TASK INPUT ::
______

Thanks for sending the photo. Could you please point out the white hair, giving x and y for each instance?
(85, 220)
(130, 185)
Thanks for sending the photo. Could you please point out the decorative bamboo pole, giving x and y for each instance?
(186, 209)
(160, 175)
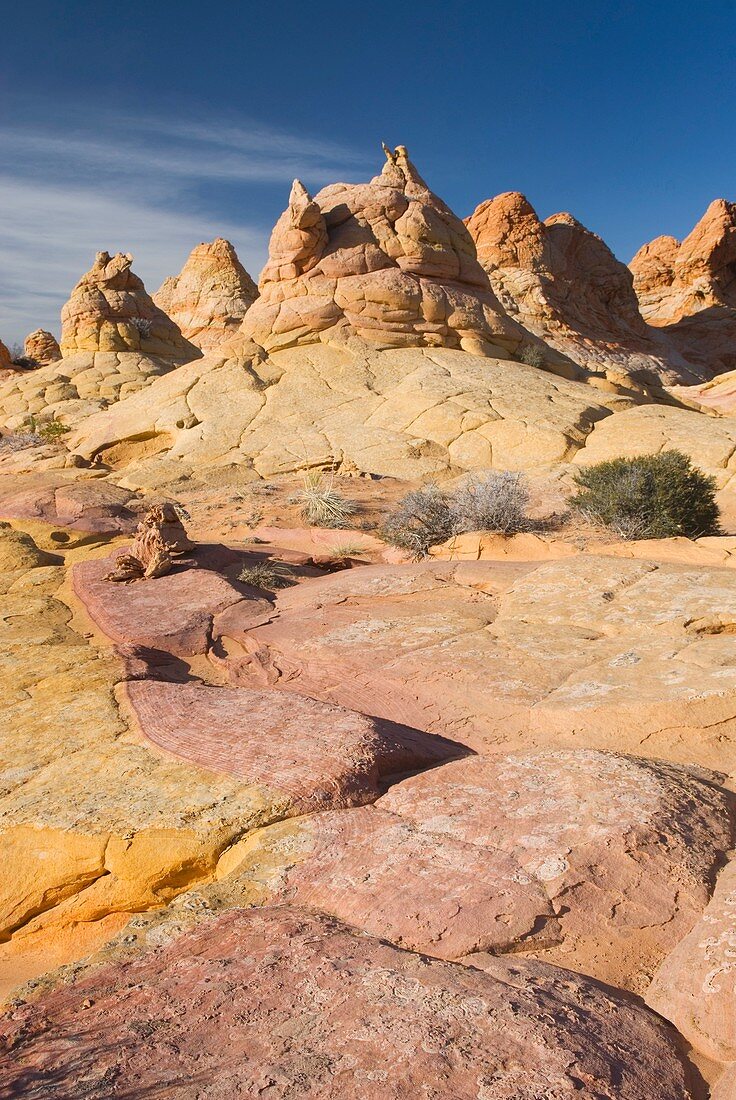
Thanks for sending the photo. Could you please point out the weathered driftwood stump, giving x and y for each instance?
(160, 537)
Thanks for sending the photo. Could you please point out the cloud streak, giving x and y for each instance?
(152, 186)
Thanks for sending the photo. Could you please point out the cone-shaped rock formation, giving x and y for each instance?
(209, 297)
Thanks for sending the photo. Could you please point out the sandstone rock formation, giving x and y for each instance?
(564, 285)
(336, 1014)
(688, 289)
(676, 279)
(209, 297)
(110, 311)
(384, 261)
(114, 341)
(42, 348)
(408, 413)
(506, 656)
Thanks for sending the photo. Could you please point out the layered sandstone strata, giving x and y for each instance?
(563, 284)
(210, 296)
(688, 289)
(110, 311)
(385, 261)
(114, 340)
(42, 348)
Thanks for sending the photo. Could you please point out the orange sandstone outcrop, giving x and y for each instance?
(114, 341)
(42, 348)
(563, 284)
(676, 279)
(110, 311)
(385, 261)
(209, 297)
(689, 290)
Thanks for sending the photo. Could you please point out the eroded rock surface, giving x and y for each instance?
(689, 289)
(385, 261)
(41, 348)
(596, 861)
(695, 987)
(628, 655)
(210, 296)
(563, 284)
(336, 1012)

______

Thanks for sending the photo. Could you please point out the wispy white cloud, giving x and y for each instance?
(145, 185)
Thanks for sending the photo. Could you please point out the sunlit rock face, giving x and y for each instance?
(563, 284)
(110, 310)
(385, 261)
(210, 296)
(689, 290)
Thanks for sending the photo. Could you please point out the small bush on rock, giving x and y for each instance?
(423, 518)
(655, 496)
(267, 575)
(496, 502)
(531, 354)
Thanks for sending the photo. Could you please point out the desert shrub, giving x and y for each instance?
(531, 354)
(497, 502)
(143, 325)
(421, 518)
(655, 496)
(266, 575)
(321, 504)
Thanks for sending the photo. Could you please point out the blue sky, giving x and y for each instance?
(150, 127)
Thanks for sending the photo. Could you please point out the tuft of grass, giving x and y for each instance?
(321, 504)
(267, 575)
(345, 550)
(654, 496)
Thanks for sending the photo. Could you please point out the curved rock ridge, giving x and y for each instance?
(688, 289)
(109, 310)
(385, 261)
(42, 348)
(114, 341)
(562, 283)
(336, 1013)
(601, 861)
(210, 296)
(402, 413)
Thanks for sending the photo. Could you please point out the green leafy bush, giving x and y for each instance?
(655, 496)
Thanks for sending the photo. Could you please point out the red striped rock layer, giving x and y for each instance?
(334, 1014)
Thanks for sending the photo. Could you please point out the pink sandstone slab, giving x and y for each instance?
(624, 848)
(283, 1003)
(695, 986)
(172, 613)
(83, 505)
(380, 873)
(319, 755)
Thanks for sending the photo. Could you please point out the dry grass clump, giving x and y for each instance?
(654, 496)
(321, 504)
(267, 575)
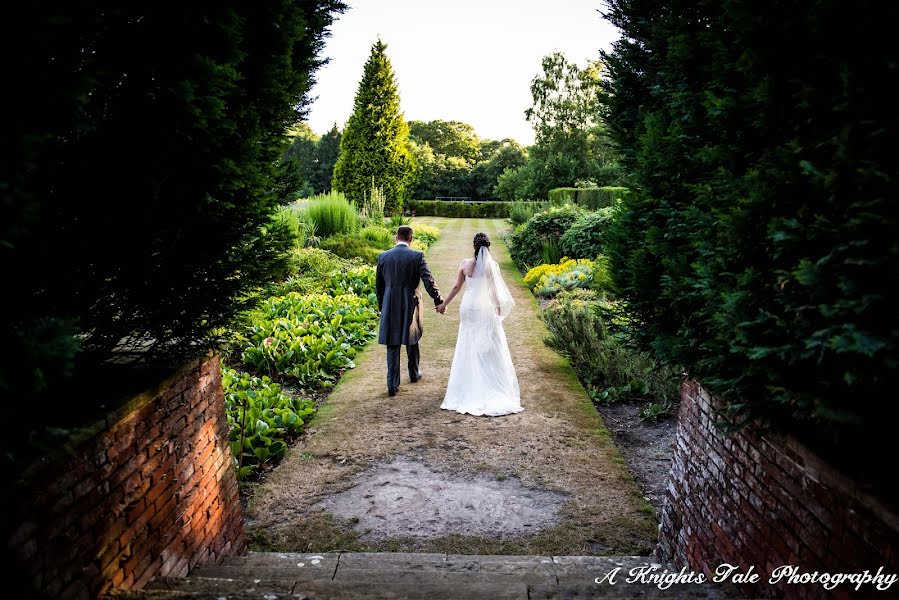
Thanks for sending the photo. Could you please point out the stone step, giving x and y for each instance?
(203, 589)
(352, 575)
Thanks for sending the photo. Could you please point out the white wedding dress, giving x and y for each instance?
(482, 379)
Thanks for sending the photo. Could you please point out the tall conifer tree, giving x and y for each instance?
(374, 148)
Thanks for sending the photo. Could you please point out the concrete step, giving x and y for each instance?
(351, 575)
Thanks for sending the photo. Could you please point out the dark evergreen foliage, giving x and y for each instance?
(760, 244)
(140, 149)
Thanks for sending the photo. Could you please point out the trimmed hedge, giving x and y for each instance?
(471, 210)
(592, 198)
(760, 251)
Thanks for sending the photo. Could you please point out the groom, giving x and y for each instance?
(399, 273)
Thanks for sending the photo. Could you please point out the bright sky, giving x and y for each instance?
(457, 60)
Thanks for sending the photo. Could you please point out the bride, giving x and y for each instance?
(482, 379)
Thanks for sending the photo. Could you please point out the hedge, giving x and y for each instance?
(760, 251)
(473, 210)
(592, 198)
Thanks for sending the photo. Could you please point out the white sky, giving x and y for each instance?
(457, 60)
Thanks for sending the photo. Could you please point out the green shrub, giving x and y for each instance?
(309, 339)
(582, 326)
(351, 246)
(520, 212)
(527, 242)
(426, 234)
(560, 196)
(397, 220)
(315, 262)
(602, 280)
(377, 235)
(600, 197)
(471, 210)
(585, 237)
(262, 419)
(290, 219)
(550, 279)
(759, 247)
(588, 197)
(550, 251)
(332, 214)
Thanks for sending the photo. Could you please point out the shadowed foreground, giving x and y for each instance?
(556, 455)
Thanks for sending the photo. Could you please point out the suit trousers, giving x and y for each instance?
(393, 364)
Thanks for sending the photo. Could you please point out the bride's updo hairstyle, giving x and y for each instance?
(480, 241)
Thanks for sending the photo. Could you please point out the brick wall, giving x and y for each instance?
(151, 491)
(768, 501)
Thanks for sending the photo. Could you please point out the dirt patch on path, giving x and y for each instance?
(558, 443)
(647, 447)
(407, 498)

______

TASK DETAILS :: Reproduce the stretch of items from the line containing "out the sandstone" through the line containing "(336, 1012)", with both of those lines included and nothing changed.

TASK RESULT ::
Thanks for sending the photo. Could you please point out the sandstone rock formation, giving x and y for each instance?
(564, 285)
(336, 1014)
(688, 289)
(676, 279)
(209, 297)
(110, 311)
(384, 261)
(114, 341)
(42, 348)
(408, 413)
(506, 656)
Thanks for sending the photo. Could you please point out the layered sandstone strata, giving x and y for each instance?
(563, 284)
(210, 296)
(688, 289)
(110, 311)
(385, 261)
(114, 340)
(42, 348)
Thanks for sending the photo. Could you please point out the orange sandstone outcrop, giving x and y for each instance?
(114, 341)
(42, 348)
(563, 284)
(676, 279)
(110, 311)
(385, 261)
(209, 297)
(689, 290)
Thanks for sending the photo. Could you please point out the eroded rock surface, giving x and y for each instance?
(689, 289)
(385, 261)
(41, 348)
(596, 861)
(695, 987)
(628, 655)
(210, 296)
(563, 284)
(336, 1012)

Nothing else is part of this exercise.